- **EXERCISE REQUIREMENTS**:
Print every line of the records below word for word, but omit the pictures.

- **Point annotations for photos**:
──────────────────────────────

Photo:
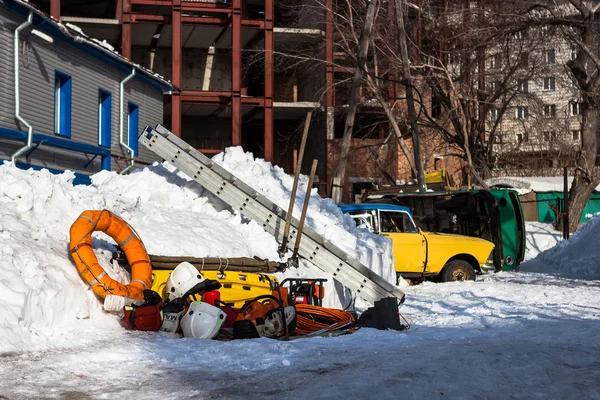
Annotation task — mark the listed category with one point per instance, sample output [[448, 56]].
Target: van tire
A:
[[458, 270]]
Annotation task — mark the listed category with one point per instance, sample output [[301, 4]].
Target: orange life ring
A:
[[87, 264]]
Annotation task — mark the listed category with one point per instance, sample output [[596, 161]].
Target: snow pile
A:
[[44, 301], [577, 257], [526, 184], [323, 215]]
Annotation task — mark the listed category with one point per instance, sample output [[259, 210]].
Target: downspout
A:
[[121, 99], [23, 149]]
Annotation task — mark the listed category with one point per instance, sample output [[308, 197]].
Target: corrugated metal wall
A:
[[38, 62]]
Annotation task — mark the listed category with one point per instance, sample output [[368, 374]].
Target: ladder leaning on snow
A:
[[241, 197]]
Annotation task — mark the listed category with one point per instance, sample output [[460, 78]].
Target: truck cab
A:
[[422, 255]]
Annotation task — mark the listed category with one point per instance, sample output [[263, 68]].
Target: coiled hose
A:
[[314, 318]]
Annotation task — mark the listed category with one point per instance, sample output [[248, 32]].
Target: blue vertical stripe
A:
[[62, 104], [133, 127], [104, 118]]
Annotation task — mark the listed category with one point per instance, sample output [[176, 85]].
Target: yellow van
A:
[[423, 255]]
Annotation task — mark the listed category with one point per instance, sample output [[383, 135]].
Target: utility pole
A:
[[363, 47], [410, 99]]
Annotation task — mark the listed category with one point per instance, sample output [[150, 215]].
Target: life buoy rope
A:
[[126, 237]]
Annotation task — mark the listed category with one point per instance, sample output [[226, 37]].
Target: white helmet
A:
[[274, 325], [182, 280], [173, 311], [202, 320]]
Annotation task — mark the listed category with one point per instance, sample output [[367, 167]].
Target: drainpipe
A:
[[121, 98], [23, 149]]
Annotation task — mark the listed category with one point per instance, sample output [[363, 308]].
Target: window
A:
[[574, 53], [550, 110], [523, 137], [436, 107], [62, 104], [453, 58], [363, 221], [495, 86], [522, 112], [520, 35], [394, 221], [549, 136], [523, 86], [549, 83], [133, 127], [550, 56], [576, 108], [104, 117], [496, 61], [493, 114], [524, 59]]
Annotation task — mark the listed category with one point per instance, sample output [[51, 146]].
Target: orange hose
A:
[[314, 318]]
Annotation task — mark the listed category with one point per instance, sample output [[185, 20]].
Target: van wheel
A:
[[458, 270]]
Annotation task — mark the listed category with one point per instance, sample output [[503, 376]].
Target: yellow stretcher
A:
[[236, 287]]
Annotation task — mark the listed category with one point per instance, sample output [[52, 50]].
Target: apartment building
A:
[[69, 102], [541, 127]]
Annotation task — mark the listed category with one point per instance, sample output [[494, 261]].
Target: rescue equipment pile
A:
[[184, 301]]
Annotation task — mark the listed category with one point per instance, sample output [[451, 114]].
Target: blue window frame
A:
[[62, 104], [104, 118], [133, 123]]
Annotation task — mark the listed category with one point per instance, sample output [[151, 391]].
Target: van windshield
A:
[[396, 221]]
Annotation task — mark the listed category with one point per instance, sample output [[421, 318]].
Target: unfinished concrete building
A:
[[246, 72], [220, 57]]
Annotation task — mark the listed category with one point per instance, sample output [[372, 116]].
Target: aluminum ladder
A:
[[253, 205]]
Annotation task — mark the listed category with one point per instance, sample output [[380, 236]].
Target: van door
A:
[[408, 243]]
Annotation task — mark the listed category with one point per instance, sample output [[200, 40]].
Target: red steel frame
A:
[[235, 19]]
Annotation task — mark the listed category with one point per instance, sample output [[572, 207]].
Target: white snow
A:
[[508, 335], [524, 185], [578, 257], [40, 291]]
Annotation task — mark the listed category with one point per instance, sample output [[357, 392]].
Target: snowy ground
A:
[[512, 335], [531, 334]]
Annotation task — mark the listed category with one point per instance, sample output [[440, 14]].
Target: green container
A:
[[512, 228], [546, 200]]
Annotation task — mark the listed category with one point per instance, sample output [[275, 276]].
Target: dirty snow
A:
[[524, 185], [508, 335], [41, 293]]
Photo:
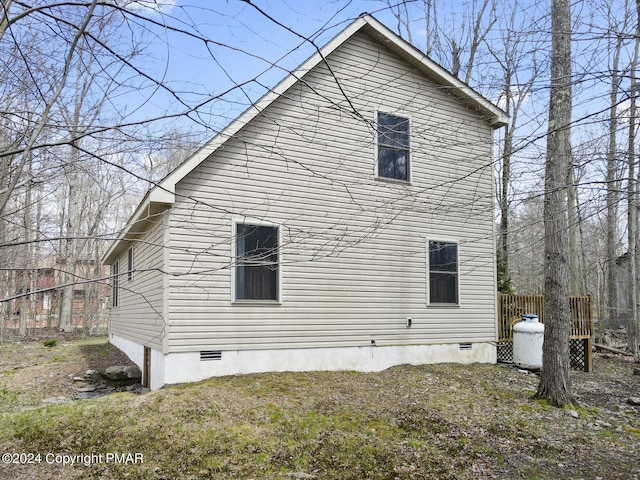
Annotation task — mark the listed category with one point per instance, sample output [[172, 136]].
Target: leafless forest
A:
[[96, 105]]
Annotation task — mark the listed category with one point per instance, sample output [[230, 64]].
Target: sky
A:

──────────────────────────────

- **TASK ANSWER**:
Photo:
Annotation task — mark the listed category with one point per instance, sample output [[448, 56]].
Target: van tire
A:
[[458, 270]]
Annotation task — mark the listed category with one point per instance, sample output [[301, 4]].
Target: orange life ring
A:
[[87, 264]]
Annotation task — mark the listed category with one point per instance, sample output [[596, 161]].
Target: snow pile
A:
[[44, 301], [577, 257], [526, 184], [323, 215]]
Annotation task — mark the listed category with one point per instance, sample output [[259, 210]].
Target: downspout
A:
[[121, 99], [23, 149]]
Annotation task — mark the listed category with one point per instance, sample output [[308, 197]].
Target: corrugated metal wall
A:
[[38, 62]]
Annotation task — mark the listed category with one point per instance, sample output [[368, 374]].
Target: ladder leaning on snow
A:
[[241, 197]]
Annotation task — mark the listed category with one point per instance, sample output [[460, 78]].
Target: truck cab
A:
[[422, 255]]
Annotation task — mark the listed category with one point per instance, sample output [[263, 68]].
Target: coiled hose
A:
[[314, 318]]
Annotation task — mark the listed category with one point per instance, sample output [[248, 32]].
Target: blue vertical stripe
A:
[[62, 104], [133, 127], [104, 118]]
Annotation task — mark the listed category with one point per instance, sample output [[176, 85]].
Target: yellow van
A:
[[423, 255]]
Annotation task — mark the listed category with one point per instance, sample output [[383, 135]].
Target: utility pole
A:
[[363, 47], [410, 99]]
Annotation task — mark the listed category with one point per instance, sample output [[150, 215]].
Target: life buoy rope
A:
[[126, 237]]
Annotation task — mark the listed category with one point per instance, sample output [[226, 37]].
Target: white helmet
A:
[[274, 325], [182, 280], [173, 311], [202, 320]]
Annotation task — mark the listed category with one point per instance, sample output [[367, 167]].
Target: drainpipe
A:
[[121, 98], [23, 149]]
Annotation task — mark the listed category with one point per instance, sample output [[363, 308]].
Target: window
A:
[[574, 53], [550, 110], [523, 137], [436, 107], [62, 104], [453, 58], [363, 221], [495, 86], [522, 112], [520, 35], [394, 221], [549, 136], [523, 86], [549, 83], [133, 127], [550, 56], [576, 108], [104, 117], [496, 61], [493, 114], [524, 59]]
Annotation task — mark the listed category with one point per instance, sample output [[51, 146]].
Target: orange hose
A:
[[314, 318]]
Annotation task — mark the listed category with one point per instance, sample output [[185, 20]].
Target: van wheel
A:
[[458, 270]]
Annotation task — mark the listed category with one point per instance, sample output [[503, 376]].
Target: yellow stretcher
A:
[[236, 287]]
Annotation task — mark the listed category with one point per instance, sample output [[52, 50]].
Target: apartment building
A:
[[69, 102], [541, 127]]
Annotation task — mark the listed category with one point per instance, sample output [[494, 261]].
Target: rescue equipment pile
A:
[[184, 301]]
Annotation task — mark the listed category with one point per instance, sample output [[451, 114]].
Target: blue window frame
A:
[[62, 104], [104, 118], [133, 123]]
Annotation task — mark the listed category with one point per instance, sample output [[151, 391]].
Target: van windshield
A:
[[396, 221]]
Annotation task — mark the listed category with one point per instance, sample output [[421, 318]].
Target: unfinished concrete building
A:
[[246, 72], [220, 57]]
Annotation task — mark the listed category with one point per instance, sample output [[372, 116]].
Target: aluminum ladder
A:
[[253, 205]]
Annotation task — mark the listed category with one point per instance, sample output [[380, 236]].
Target: van door
A:
[[408, 243]]
Annotation task — mark the listed category with one point per instance, sample output [[200, 40]].
Target: red steel frame
A:
[[235, 19]]
Annotation task — mark the listed category with one point per instance, sample output [[572, 207]].
Target: white snow
A:
[[508, 335], [524, 185], [578, 257], [40, 291]]
Annotation task — mark the listed category with one point per instance, sample output [[357, 392]].
Target: snowy ground
A:
[[512, 335], [531, 334]]
Annotation task — mark the listed category with one point per instance, sample output [[440, 14]].
Target: green container
A:
[[512, 228], [546, 200]]
Annotation task — mark the listed category with one point per instance, sample output [[275, 276]].
Target: dirty snow
A:
[[524, 185], [508, 335], [41, 293]]
Photo:
Annotation task — mark the listed category with one point per instance, sample output [[172, 136]].
Target: leafless forest
A:
[[96, 105]]
Annotation task — mark the listed category with one point per instance, sample output [[230, 64]].
Target: sky
A:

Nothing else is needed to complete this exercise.